• **Supplied text**
[start]

# Is it illegal to carry adult passenger in the rear?!



## LH0121 (Oct 14, 2006)

Hi guys, first post here.................I've just visited my local Audi dealer to look at the new TT 2.0T, beautiful and I would love one however the sales man has put a spanner in the works by saying that there is a height restriction for rear passengers, and that my eight year old girl will be uninsured when travelling in the back?? he is not sure of the legalities and whether or not it is in fact illegal to carry passengers over a certain height in the back, can anybody shed some light as the car had me very tempted?


----------



## coley (Oct 2, 2006)

I would say he is talking a load of 'bo***cks. :lol:


----------



## Dotti (Mar 9, 2003)

God what a crap salesman :? [smiley=dizzy2.gif]


----------



## RayRush1 (Dec 20, 2004)

Tell his manager what he has said!

He won't be working there much longer :lol: :lol:

Total cr4p!!!


----------



## Karcsi (Mar 6, 2003)

But why would he say that? He's a salesman. He should be saying, "Yeh, no problem, loads of room. You never guess who I had back there last week".

I wonder whether he has mixed things up with the latest codswallop legislation coming out of Europe, requiring booster seats for anyone under 6 foot - or something like that (sorry, I'm an Audi salesman :lol: ).

[end]

• **To be done**
(a) In the forum thread about rear passengers in the Audi TT, which car was the first poster looking at in the dealer?
(b) Rewrite the forum thread about rear passengers in the Audi TT starting at "Hi guys, first" and ending at "(Oct 2, 2006)", with "spanner" swapped for "wrench".
(c) Write the next part of the forum thread about rear passengers in the Audi TT, following on from its last post.

• **Recorded data**
[start]

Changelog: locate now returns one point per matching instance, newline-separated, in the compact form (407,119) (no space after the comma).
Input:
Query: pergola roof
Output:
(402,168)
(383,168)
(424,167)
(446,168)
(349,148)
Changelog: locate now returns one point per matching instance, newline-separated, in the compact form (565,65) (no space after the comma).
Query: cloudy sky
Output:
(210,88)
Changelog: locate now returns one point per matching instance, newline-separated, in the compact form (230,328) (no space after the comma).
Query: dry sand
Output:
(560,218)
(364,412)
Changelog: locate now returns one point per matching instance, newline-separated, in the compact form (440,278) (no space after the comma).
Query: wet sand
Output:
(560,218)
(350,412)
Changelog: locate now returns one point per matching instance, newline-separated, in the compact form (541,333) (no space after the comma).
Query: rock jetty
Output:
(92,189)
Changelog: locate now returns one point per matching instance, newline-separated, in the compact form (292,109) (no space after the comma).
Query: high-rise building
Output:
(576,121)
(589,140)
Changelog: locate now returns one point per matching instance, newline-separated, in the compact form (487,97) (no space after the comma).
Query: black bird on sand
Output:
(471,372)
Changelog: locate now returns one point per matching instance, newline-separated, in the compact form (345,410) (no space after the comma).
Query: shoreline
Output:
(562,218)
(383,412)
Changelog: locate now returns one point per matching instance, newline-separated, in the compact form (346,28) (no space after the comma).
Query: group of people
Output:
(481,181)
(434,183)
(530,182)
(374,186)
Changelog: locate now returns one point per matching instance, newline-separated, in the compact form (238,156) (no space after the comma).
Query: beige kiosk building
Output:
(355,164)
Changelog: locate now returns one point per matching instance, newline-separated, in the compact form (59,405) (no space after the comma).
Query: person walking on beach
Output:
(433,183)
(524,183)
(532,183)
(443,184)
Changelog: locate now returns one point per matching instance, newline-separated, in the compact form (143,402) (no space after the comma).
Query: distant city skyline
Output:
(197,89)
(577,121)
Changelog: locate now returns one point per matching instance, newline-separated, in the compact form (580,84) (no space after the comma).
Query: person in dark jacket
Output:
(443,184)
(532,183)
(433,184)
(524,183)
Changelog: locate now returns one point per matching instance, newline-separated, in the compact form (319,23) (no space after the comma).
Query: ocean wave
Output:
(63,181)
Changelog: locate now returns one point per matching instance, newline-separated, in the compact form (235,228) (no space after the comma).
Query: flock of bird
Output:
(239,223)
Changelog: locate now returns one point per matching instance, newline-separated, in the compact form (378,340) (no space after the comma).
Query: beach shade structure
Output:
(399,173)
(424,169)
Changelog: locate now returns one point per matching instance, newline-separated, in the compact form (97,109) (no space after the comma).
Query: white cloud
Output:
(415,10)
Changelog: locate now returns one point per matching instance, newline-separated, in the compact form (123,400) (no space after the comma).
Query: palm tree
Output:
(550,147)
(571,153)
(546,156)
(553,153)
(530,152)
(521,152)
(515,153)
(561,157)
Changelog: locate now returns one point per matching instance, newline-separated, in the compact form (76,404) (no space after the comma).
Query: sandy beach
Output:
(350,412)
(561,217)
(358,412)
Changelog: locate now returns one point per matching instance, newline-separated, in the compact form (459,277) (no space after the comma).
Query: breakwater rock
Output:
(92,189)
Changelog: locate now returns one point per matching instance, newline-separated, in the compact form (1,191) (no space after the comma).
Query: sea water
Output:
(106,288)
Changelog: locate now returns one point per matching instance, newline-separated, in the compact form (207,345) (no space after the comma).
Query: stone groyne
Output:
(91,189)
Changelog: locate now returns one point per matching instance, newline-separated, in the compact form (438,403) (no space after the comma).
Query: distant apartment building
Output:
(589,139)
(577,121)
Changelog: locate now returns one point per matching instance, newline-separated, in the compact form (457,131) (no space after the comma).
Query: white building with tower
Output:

[end]

• **Answers to the tasks**
(a) The new TT 2.0T.

(b)
Hi guys, first post here.................I've just visited my local Audi dealer to look at the new TT 2.0T, beautiful and I would love one however the sales man has put a wrench in the works by saying that there is a height restriction for rear passengers, and that my eight year old girl will be uninsured when travelling in the back?? he is not sure of the legalities and whether or not it is in fact illegal to carry passengers over a certain height in the back, can anybody shed some light as the car had me very tempted?


----------



## coley (Oct 2, 2006)

(c)
----------



## funky_chilli (Sep 14, 2006)

wow i bet that guy makes plenty of sales!

sounds like a load of crap to me
why would any car maker produce a car that u can't sit adults in the back? or anyone over the age of 8? idiocy


----------



## LazyT (Apr 13, 2006)

I'm planning to chauffeur midgets around in my backseat.  However, there aren't any height restrictions that I know of.


----------



## LH0121 (Oct 14, 2006)

Good news then, He said that it was his duty to inform people before they made a purchase as customers would not be very happy to find out after the purchase! Not the best sales pitch I have ever heard to be honest, but the car sales itself, which is probably very lucky.

Would this have come from Audi's insurance brokers?? seems very strange that he would tell me that if he had no instruction to?


----------



## LH0121 (Oct 14, 2006)

Oh I also mentioned that I very occasionally would seat adults in the back.......and he said he wasn't sure if this was legal or not. He couldn't have mixed that up with the requirements for booster seats surely???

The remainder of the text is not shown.